● **Goal**
Convert every line of the listing below into a numbered list, skipping blank lines. Leave the pictures out of your answer.
** start Provided entries **
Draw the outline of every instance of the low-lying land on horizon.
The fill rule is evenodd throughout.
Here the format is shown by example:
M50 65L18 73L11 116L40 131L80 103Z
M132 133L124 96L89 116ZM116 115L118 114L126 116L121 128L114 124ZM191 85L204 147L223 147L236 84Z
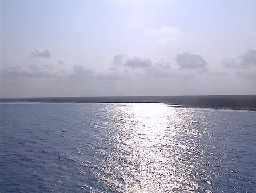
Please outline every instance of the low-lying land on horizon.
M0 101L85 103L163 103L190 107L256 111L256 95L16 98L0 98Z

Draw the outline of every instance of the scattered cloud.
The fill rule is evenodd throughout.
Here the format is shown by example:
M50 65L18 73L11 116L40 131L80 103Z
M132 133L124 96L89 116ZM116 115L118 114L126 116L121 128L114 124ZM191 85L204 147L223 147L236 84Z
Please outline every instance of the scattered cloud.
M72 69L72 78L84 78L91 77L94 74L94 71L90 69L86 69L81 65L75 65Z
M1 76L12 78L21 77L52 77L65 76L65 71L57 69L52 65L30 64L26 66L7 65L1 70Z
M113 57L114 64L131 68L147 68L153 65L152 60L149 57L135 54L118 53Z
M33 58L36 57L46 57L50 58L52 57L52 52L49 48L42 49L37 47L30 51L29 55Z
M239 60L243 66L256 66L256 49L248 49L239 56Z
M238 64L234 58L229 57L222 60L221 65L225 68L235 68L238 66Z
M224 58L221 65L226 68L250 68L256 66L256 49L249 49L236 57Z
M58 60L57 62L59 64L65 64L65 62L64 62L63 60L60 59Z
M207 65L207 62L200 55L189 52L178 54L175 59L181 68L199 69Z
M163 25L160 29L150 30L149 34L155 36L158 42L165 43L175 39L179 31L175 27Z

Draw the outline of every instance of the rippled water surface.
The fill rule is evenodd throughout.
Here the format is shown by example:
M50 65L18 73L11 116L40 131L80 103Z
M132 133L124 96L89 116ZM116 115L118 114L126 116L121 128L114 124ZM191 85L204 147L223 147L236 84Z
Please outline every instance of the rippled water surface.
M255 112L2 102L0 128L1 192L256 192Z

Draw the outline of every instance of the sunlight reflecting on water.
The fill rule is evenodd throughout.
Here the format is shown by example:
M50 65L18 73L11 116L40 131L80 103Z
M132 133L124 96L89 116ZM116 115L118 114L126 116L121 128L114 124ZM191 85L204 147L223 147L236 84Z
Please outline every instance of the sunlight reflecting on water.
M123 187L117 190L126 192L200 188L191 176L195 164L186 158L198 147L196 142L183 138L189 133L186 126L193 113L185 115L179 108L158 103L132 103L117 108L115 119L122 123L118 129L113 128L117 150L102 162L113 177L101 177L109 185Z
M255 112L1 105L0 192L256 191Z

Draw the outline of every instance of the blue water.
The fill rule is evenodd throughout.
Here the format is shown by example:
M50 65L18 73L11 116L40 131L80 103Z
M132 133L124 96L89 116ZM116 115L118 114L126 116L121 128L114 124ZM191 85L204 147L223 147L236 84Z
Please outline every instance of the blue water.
** end Provided entries **
● **Solution for this exercise**
1. Draw the outline of every instance of the low-lying land on horizon.
2. The fill rule is evenodd throughout.
3. Here the format is shown by example:
4. M50 65L18 73L11 116L40 131L80 103Z
5. M132 133L124 96L89 116ZM116 115L118 114L126 116L121 128L114 124ZM191 85L204 147L223 147L236 84Z
6. Please outline every instance of the low-lying land on horizon.
7. M0 101L85 103L163 103L190 107L256 111L256 95L16 98L0 98Z
8. Draw the outline of every instance of the scattered cloud.
9. The fill rule is evenodd throughout.
10. Here the format is shown by example:
11. M50 65L18 73L11 116L40 131L80 103Z
12. M132 133L124 96L89 116ZM116 115L118 114L126 116L121 128L114 124ZM191 85L204 147L223 147L236 84Z
13. Please outline every instance of the scattered cloud.
14. M72 69L72 78L84 78L91 77L94 74L94 71L90 69L86 69L81 65L75 65Z
15. M1 76L12 78L21 77L52 77L65 76L65 71L57 69L52 65L30 64L26 66L7 65L1 70Z
16. M113 57L114 64L131 68L147 68L153 65L152 60L149 57L135 54L118 53Z
17. M33 58L36 57L46 57L50 58L52 57L52 52L49 48L42 49L37 47L30 51L29 55Z
18. M239 60L243 66L256 66L256 49L248 49L239 56Z
19. M238 64L234 58L229 57L222 60L221 65L225 68L235 68L238 66Z
20. M224 58L221 65L226 68L250 68L256 66L256 49L249 49L236 57Z
21. M58 60L57 62L59 64L65 64L65 62L64 62L63 60L60 59Z
22. M207 65L207 62L200 55L189 52L178 54L175 59L181 68L199 69Z
23. M163 25L160 29L150 30L149 34L155 36L158 42L165 43L175 39L179 31L175 27Z
24. Draw the outline of every instance of the rippled water surface.
25. The fill rule is evenodd throughout.
26. Here the format is shown by example:
27. M50 65L18 73L11 116L40 131L80 103Z
28. M132 133L124 96L89 116ZM116 115L118 114L126 116L121 128L114 124ZM191 85L204 147L223 147L236 84Z
29. Please outline every instance of the rippled water surface.
30. M255 112L2 102L0 128L1 192L256 192Z
31. Draw the outline of every instance of the sunlight reflecting on water.
32. The fill rule is evenodd throughout.
33. Here the format is shown by example:
34. M50 65L18 73L11 116L40 131L80 103Z
35. M132 133L124 96L89 116ZM116 115L118 114L126 116L121 128L114 124ZM191 85L204 147L223 147L236 84Z
36. Please outline every instance of the sunlight reflecting on water.
37. M123 187L117 190L126 192L200 188L191 176L195 164L186 158L198 147L196 142L183 138L189 133L186 126L193 113L185 115L179 108L158 103L132 103L117 108L115 119L122 123L118 129L113 128L117 150L102 162L113 177L101 177L109 185Z
38. M255 112L1 105L0 192L256 191Z
39. Draw the outline of every instance of the blue water.
40. The fill rule is evenodd throughout.
41. Here the format is shown by example:
42. M50 65L18 73L11 116L40 131L80 103Z
43. M132 133L124 96L89 116ZM116 115L118 114L126 116L121 128L114 124ZM191 85L204 147L223 147L236 84Z
44. Please outline every instance of the blue water.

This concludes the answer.